As bottles get lighter, the burden on fillers gets heavier.

Lightweighting of beverage bottles, especially polyethylene terephthalate (PET), is one of the most prevalent trends in packaging. It’s a way to appeal to consumers’ environmental consciences, by tapping into the appeal of “sustainability,” and also save on materials.

For example, over the past 10 years, Ball Corp., a major supplier of PET bottles, has reduced the weight of its stock 500-milliliter water bottles from 23.5 grams to 15.2 grams; over the last eight years, its 20-ounce hot-fill bottles (with 43-millimeter finish) have gone from 40 to 31 grams.

Most of the progress in lightweighting has been seen in water and other non-carbonated beverages. PepsiCo recently announced an across-the-board lightweighting initiative for Aquafina water, Lipton ready-to-drink tea and other non-carbonated beverages that reduces the amount of PET used in their bottles by 20%.

Non-carbonated drinks have more potential for lightweighting bottles because they don’t generate the same internal pressure as carbonated soft drinks (CSDs).

“When you have carbonated beverages, you need the bottle to be more resistant than for still beverages,” says Sebastian Delgado, director for filling technology, Krones Inc. “The bottle has internal pressure, therefore you need a special neck and base design. That neck design is usually heavier than the one for still product bottles. The bottle base needs a special design and a bigger weight to withstand the pressure both from filling and from product carbonation.”

OBJECTIVE 1
In the text on bottle lightweighting, by what percentage does PepsiCo's initiative reduce the PET used in its non-carbonated beverage bottles?
OBJECTIVE 2
Continue the text on bottle lightweighting from the point where it stops.
The records that follow come from a different source than the text on bottle lightweighting.

DATA LISTING
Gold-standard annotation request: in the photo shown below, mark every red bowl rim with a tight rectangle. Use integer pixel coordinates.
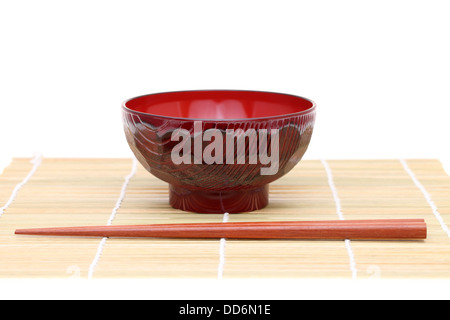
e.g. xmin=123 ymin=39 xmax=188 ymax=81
xmin=122 ymin=89 xmax=316 ymax=122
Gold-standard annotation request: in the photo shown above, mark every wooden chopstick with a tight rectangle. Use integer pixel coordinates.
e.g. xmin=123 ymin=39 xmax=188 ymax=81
xmin=15 ymin=219 xmax=427 ymax=240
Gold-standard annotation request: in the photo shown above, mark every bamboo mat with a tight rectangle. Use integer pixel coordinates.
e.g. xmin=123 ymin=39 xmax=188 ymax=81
xmin=0 ymin=158 xmax=450 ymax=279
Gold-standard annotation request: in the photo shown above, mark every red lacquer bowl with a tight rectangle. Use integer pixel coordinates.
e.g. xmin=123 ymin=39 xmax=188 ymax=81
xmin=122 ymin=90 xmax=316 ymax=213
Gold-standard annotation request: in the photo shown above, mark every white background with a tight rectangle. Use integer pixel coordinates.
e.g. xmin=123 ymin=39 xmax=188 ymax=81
xmin=0 ymin=0 xmax=450 ymax=300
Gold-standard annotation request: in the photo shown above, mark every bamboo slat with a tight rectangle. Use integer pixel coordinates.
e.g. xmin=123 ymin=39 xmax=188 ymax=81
xmin=0 ymin=158 xmax=450 ymax=279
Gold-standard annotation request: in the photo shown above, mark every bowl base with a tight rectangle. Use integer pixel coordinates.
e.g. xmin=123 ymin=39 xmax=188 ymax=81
xmin=169 ymin=185 xmax=269 ymax=214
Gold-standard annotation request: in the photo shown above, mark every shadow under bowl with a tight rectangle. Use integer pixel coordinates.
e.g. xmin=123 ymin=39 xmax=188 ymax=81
xmin=122 ymin=90 xmax=316 ymax=213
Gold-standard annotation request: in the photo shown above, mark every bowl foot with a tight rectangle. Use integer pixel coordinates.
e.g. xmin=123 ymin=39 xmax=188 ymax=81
xmin=169 ymin=185 xmax=269 ymax=213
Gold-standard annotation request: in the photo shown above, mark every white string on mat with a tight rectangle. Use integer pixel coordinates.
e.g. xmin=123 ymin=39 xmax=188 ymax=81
xmin=321 ymin=159 xmax=358 ymax=279
xmin=0 ymin=153 xmax=43 ymax=217
xmin=400 ymin=159 xmax=450 ymax=237
xmin=88 ymin=158 xmax=137 ymax=279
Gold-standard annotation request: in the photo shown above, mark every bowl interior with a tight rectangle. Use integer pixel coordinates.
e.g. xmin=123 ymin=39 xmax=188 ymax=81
xmin=125 ymin=90 xmax=314 ymax=120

FINAL ANSWER 1
By 20%.

FINAL ANSWER 2
High-speed filling equipment has to accommodate the lighter weight of today's plastic bottles in a variety of ways.

Unstable bottles

But the lighter the bottle, the more problematic it is to handle and fill. Suppliers of high-speed filling equipment are constantly having to meet the challenges of getting a thin-walled, not perfectly stable container into, through and out of the filler.

For a long time, most PET-filling systems have handled bottles exclusively by the neck. Practically the only exceptions are systems that switch between PET and glass, Delgado says.

Neck handling becomes even more important for lightweight bottles. “To handle these [lightweight bottles] by the bottom of the bottle is impossible,” says Jeffrey Tietz, executive director of KHS USA. “That’s been going on for some time.”

But even when handled by the neck, extra-light bottles can present challenges. One such challenge comes in moving them along rails with pneumatic air, the usual material-handling method.

“If that bottle is perpendicular to the rail of the air conveyor, it’s ideal. It slides very nicely,” Tietz says. “If that bottle moves left to right-say it’s 10 to 20 degrees out from perpendicular-you create additional drag on the neck ring, and the bottle doesn’t move as predictably or as smoothly. So you can get jams in the air conveyor that can be troublesome.”

Avoiding those troubles is a matter of precise controls, says Bob Pease, KHS USA’s commercial director. The conveyor speed and bottle density, or “population,” has to be managed precisely, both on air conveyors before filling and on belt or chain conveyors afterward. With air conveyors, that often means increasing the number of blowers that push the bottles forward.

“In the past, where we might have been able to run air conveyors with two or three blowers, we might have four or five blowers, or more specific system controls,” Pease says.

Volumetric filling of carbonated soft drinks is a way to dispense the same amount of product despite changes in a thin-walled bottle's dimensions.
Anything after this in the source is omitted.